-- Data for analysis --
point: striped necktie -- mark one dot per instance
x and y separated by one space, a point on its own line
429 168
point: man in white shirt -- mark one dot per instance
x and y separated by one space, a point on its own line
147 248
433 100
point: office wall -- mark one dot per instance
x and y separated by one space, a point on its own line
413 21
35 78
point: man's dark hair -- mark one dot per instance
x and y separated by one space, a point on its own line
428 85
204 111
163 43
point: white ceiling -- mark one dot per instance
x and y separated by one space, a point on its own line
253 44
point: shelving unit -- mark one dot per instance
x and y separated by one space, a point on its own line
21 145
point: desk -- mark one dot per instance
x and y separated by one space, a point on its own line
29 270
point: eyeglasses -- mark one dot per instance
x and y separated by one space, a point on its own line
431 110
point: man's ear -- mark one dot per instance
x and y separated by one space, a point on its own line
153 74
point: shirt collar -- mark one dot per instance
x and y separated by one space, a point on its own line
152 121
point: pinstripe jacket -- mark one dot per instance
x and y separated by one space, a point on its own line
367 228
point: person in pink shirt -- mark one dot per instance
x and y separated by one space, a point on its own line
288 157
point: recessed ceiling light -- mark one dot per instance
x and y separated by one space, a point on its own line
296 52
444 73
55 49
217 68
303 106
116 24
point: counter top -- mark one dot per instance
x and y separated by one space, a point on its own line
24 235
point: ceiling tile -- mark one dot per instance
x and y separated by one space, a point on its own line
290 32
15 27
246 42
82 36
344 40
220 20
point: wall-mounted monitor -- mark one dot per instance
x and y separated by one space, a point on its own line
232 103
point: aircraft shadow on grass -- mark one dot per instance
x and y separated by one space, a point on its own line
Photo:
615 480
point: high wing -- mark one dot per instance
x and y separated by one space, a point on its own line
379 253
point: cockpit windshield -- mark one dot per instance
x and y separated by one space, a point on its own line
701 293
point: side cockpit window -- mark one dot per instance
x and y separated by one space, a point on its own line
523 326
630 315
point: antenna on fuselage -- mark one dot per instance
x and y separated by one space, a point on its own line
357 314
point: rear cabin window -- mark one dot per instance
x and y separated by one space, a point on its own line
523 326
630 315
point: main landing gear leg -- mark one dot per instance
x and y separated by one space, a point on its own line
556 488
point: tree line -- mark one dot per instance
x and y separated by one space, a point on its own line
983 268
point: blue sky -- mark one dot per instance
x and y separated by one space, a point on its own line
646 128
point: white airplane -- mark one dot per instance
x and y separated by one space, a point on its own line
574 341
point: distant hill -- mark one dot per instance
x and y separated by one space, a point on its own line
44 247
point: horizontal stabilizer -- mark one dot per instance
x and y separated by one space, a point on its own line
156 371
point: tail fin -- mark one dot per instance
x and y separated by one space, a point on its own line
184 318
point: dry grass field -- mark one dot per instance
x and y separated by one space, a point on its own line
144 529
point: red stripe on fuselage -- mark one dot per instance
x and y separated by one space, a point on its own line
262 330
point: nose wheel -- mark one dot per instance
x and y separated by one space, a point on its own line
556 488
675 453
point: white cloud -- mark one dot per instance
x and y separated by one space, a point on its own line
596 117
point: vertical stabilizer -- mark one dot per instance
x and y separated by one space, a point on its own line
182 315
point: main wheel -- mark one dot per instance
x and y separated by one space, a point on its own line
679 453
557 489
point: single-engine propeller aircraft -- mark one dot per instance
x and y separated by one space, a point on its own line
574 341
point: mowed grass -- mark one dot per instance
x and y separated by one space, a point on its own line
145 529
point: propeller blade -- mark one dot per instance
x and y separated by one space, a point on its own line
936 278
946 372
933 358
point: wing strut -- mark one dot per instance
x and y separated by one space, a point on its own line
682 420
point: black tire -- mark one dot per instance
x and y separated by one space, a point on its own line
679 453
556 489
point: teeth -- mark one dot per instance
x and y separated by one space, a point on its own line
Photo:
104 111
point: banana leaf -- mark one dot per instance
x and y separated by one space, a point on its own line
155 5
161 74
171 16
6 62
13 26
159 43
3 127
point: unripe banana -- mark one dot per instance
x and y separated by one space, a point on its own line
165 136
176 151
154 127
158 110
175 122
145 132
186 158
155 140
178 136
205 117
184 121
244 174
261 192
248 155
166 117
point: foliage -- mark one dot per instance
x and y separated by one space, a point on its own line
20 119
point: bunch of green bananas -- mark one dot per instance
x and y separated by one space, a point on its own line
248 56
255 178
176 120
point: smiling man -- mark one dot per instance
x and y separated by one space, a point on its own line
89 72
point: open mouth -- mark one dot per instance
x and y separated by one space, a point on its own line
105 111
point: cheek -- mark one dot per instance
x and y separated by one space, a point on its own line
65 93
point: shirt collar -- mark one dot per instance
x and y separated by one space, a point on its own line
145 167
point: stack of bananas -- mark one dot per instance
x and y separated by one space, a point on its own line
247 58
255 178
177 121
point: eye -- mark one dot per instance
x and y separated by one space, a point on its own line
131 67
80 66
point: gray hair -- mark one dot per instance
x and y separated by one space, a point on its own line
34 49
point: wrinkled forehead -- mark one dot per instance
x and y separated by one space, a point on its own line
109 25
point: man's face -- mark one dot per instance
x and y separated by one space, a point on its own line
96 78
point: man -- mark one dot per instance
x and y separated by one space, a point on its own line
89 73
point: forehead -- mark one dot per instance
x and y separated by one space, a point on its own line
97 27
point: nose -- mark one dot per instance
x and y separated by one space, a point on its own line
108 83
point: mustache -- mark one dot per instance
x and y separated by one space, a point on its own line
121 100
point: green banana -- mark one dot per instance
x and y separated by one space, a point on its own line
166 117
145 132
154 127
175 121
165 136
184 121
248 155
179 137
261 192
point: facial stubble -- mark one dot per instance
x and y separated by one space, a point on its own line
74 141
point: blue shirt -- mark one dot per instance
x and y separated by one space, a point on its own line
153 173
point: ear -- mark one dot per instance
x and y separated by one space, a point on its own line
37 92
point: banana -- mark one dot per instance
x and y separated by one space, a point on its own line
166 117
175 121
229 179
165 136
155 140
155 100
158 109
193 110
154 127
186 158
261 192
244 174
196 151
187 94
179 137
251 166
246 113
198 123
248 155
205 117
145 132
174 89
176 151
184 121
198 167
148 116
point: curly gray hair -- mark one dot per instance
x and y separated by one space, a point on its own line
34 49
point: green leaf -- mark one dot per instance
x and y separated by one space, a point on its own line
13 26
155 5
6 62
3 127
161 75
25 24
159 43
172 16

-- What needs to be done --
Lines in the material above that include the string "white" should be listed.

-- Answer space --
point: man in white shirt -- mark one dot per instance
point: white ceiling -- mark one dot per instance
point: white airplane -- mark one dot per instance
point: white cloud -- mark one dot per instance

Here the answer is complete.